Subsequently, the Appellant filed the instant application for bail pending appeal on 26 July 2024.
- I will first consider the law relating to bail pending appeal. Section 42(2) of the Nauru Court of Appeal Act 2018 provides that: on an application for bail pending appeal, a single Justice of Appeal may grant the appellant bail pending the determination of the
appeal.
- In addition, Rule 20 of the Nauru Court of Appeal Rules 2018 stipulates:
“Bail pending appeal or intended appeal
(1) Where a person convicted and sentenced to a term of imprisonment appeals or seeks leave to appeal against the judgment, decision
or order of the Supreme Court, he or she may apply for bail pending appeal by filing and serving to the respondent:
(a) a summons seeking an order for bail pending appeal or intended appeal with any other appropriate orders in Form 9 in Schedule
1; and
(b) one or more affidavits in support of the application for bail pending appeal or intended appeal.
(2) The affidavit in subrule (1)(b) shall include:
(a) the reasons for bail;
(b) the prospect of success of the appeal or where an appeal is not filed, exhibit a duly completed copy of the proposed notice of
appeal in Form 8 in Schedule 1;
(c) a copy of the judgment, decision or order of the Supreme Court;
(d) a copy each of the judgment, decision or order made by the Supreme Court after the delivery of the judgment, decision or order
being the subject of appeal; and
(e) any other matters which the appellant may deem necessary.
(3) For the purposes of this rule, the application shall comply with the requirements of the Bail Act 2018.
(4) The Court may grant an order for bail pending appeal or intended appeal or any other appropriate orders in Form 10 in Schedule
(5) An appellant admitted to bail, shall be personally present on each occasion the appeal is listed before the Court including the
hearing of interlocutory applications or the hearing and determination of the appeal, unless the presence of the appellant is excused
by the Court.
(6) Where the appellant fails to attend to Court as required under subrule (5), the Court may:
(a) summarily dismiss the appeal;
(b) issue a warrant for his or her apprehension;
(c) adjourn the appeal; or
(d) consider the appeal in his or her absence.

> **Aim**
In one to three sentences, explain from the passage on bail pending appeal what would allow the Court to summarily dismiss the appeal of an appellant admitted to bail.

> **Stored rows**
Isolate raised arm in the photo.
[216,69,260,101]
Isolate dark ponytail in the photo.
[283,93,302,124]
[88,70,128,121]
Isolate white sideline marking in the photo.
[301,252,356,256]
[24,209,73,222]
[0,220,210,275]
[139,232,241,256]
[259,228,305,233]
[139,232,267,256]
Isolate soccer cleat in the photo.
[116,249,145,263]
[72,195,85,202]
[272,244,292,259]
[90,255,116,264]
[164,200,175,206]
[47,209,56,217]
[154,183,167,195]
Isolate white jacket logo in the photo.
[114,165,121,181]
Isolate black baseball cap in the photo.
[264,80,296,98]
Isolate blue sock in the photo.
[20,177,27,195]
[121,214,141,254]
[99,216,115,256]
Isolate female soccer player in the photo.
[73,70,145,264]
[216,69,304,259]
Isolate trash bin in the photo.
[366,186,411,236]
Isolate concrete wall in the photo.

> **Task output**
Summary dismissal becomes open to the Court when the appellant fails to attend Court as required under subrule (5). That subrule requires an appellant admitted to bail to be personally present each time the appeal is listed before the Court, including for interlocutory applications and the hearing and determination of the appeal, unless the Court excuses that presence. Dismissal is one of the listed options, along with issuing a warrant for apprehension, adjourning the appeal, or considering it in the appellant's absence.